• What is expected: Extract every line of the material below and reproduce each one word for word, in the original order.

[Location identification items]
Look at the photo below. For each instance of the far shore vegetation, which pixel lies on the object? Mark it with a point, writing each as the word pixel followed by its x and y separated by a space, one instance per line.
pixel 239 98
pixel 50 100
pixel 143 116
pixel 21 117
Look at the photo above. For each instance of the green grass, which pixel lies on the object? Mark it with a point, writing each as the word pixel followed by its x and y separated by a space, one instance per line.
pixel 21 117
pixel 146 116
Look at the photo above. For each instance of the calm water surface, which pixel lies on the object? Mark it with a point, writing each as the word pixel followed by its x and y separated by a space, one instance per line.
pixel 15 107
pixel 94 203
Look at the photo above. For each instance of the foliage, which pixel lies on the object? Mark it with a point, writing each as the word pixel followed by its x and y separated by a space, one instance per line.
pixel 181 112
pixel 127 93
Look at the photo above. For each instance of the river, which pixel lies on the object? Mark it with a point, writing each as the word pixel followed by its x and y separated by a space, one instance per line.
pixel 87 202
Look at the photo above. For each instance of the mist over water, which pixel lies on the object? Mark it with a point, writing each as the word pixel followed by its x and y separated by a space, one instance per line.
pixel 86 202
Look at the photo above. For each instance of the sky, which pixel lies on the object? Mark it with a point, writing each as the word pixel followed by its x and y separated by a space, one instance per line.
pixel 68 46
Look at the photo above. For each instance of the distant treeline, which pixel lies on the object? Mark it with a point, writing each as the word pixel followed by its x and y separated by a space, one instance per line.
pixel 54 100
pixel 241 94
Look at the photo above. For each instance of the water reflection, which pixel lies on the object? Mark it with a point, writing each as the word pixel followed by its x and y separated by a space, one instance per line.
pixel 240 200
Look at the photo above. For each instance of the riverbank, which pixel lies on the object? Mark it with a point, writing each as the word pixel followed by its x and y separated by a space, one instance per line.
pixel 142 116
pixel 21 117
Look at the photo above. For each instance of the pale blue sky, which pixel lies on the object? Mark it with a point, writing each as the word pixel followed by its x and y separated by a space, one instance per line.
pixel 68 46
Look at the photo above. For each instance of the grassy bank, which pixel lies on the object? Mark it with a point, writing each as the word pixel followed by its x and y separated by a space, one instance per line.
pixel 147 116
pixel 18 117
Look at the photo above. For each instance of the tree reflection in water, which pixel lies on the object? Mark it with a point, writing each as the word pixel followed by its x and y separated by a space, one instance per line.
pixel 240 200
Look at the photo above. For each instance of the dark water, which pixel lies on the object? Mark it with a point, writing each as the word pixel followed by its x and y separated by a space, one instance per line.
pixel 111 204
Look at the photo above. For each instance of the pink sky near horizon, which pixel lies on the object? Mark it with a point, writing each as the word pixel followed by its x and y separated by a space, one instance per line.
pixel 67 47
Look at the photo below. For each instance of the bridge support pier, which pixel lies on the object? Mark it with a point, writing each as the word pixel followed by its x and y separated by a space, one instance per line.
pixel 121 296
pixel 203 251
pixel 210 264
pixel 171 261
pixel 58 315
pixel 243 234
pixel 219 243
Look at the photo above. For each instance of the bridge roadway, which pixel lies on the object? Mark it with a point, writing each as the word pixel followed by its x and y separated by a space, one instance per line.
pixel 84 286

• Response to this exercise:
Look at the photo below. For each instance of the far shore vegetation, which pixel lies on the object? Mark it with a point, writing each as the word pixel followed by its x and y separated by a space, one instance per line.
pixel 239 98
pixel 50 100
pixel 143 116
pixel 21 117
Look at the photo above. For each instance of the green grass, which pixel lies on the object? Mark it with a point, writing each as the word pixel followed by its x and y separated by a space, one instance per line.
pixel 21 117
pixel 146 116
Look at the photo above. For each instance of the calm water surface, which pixel lies on the object? Mark it with a point, writing each as the word pixel followed by its x and y separated by a space, one instance per line.
pixel 15 107
pixel 94 203
Look at the photo above. For each instance of the foliage, which pixel lies on the object? Mark it with a point, writing each as the word pixel followed by its x and y separated by a space, one instance per line.
pixel 181 112
pixel 127 93
Look at the photo above. For each instance of the river, which pixel lies on the object? Mark it with a point, writing each as the word pixel followed by its x and y separated by a space, one instance per line.
pixel 87 202
Look at the photo above. For each instance of the mist over water, which pixel lies on the object? Mark it with a point, writing each as the word pixel followed by its x and y separated by a space, one instance per line.
pixel 86 202
Look at the photo above. For each instance of the sky, which pixel lies on the object? Mark it with a point, writing each as the word pixel followed by its x and y separated by a space, one instance per line.
pixel 68 46
Look at the photo above. For each instance of the distant treeline, which pixel lies on the object? Mark it with a point, writing each as the word pixel followed by its x and y separated by a space, one instance per line.
pixel 54 100
pixel 241 94
Look at the photo above. For each instance of the water reflection, which pixel lies on the object? Mark it with a point, writing each as the word pixel followed by its x and y separated by a space, one instance per line.
pixel 240 200
Look at the photo above. For each instance of the riverbank, which pixel lies on the object? Mark it with a point, writing each as the word pixel followed by its x and y separated by a space, one instance per line.
pixel 142 116
pixel 21 117
Look at the photo above. For each instance of the pale blue sky, which pixel lies on the object? Mark it with a point, writing each as the word pixel followed by its x and y separated by a space, one instance per line.
pixel 68 46
Look at the photo above. For each instance of the grassy bank, which pixel lies on the object? Mark it with a point, writing each as the word pixel followed by its x and y separated by a space, one instance per line.
pixel 147 116
pixel 18 117
Look at the photo above. For each instance of the tree reflection in water, which pixel lies on the object? Mark it with a point, writing each as the word pixel followed by its x and y separated by a space, one instance per line.
pixel 240 200
Look at the photo above. For each instance of the dark water, which pixel lies on the object? Mark it with a point, writing each as the word pixel followed by its x and y separated by a space, one instance per line.
pixel 111 204
Look at the photo above. For each instance of the pink sky near horizon, which pixel lies on the object? Mark it with a point, writing each as the word pixel followed by its x and y separated by a space, one instance per line.
pixel 67 47
Look at the photo below. For each instance of the bridge support pier, which pixel lies on the object? Mark it with a point, writing each as the word pixel followed by its x and y separated by a space, one instance per line.
pixel 121 296
pixel 203 251
pixel 210 264
pixel 171 261
pixel 58 315
pixel 243 234
pixel 219 243
Look at the photo above. For each instance of the bridge roadway, which pixel lies on the object? Mark it with a point, writing each as the word pixel followed by its x and y separated by a space, one instance per line.
pixel 84 286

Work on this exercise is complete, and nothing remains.